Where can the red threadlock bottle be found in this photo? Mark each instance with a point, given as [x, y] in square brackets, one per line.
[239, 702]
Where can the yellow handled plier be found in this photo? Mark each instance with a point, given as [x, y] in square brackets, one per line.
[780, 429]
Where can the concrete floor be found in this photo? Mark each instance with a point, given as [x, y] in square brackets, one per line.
═══
DO THIS.
Copy everything from the line containing "Where can the yellow" down to the end of the material, both of those lines included, without changing a character.

SOLUTION TO THE PROBLEM.
Where can the yellow handled plier be found in this photo? Mark each instance with a point, given as [x, y] in square brackets, one per line.
[780, 429]
Where can the concrete floor be found in this photo? Mark each instance with a point, given as [x, y] in square brackets, one per line.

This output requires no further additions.